> TASK TO COMPLETE
Below are entries. Copy exactly the lines running from the line that holds "Query: necktie" to the line that holds "Query: shirt collar", with both ends included.

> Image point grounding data
==*==
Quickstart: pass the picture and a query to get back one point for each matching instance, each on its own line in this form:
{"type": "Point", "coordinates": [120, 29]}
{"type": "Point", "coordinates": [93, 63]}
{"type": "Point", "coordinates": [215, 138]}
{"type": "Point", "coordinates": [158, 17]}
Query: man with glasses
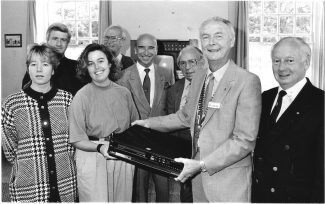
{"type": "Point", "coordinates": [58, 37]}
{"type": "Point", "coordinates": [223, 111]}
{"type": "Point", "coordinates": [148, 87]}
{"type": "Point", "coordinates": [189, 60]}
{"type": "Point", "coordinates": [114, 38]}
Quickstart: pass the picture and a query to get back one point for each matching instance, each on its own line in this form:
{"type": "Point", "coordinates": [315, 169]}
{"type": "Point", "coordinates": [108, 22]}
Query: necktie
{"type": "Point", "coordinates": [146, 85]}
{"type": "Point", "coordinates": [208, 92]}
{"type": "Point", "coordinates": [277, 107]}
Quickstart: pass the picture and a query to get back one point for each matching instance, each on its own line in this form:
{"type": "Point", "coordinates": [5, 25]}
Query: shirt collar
==*==
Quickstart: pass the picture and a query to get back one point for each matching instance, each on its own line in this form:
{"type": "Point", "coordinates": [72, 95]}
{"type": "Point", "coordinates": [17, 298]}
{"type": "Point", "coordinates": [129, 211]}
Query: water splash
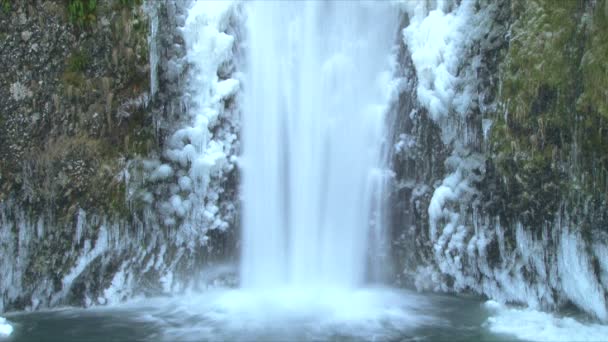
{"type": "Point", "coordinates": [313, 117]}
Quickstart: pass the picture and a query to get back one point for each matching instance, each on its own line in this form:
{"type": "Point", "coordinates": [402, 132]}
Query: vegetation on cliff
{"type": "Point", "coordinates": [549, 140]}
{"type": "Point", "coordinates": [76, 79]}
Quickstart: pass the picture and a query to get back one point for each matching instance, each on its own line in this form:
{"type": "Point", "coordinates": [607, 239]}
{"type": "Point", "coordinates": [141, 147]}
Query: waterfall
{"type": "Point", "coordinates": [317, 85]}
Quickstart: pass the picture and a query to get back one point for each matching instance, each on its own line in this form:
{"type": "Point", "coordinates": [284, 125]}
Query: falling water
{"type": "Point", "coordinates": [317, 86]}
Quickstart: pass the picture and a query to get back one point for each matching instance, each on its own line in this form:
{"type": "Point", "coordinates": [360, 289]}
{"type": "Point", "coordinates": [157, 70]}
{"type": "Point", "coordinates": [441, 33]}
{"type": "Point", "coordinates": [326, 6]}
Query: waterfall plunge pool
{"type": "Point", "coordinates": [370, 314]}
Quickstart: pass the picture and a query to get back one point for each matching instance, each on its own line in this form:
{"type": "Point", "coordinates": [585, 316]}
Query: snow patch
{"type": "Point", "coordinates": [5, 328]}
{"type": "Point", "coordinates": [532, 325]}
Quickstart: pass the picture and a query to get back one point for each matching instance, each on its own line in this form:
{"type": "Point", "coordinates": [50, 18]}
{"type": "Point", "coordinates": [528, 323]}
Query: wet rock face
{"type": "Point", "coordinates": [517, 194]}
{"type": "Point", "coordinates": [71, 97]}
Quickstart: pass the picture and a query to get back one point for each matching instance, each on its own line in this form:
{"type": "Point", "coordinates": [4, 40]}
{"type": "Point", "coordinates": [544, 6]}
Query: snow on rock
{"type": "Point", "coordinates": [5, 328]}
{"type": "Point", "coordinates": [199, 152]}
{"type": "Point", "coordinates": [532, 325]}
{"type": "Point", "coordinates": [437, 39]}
==*==
> EXERCISE SOLUTION
Query: necktie
{"type": "Point", "coordinates": [146, 85]}
{"type": "Point", "coordinates": [208, 92]}
{"type": "Point", "coordinates": [277, 107]}
Quickstart: pass the picture and a query to get back one point for each matching instance, each on its own line in this form:
{"type": "Point", "coordinates": [5, 25]}
Query: shirt collar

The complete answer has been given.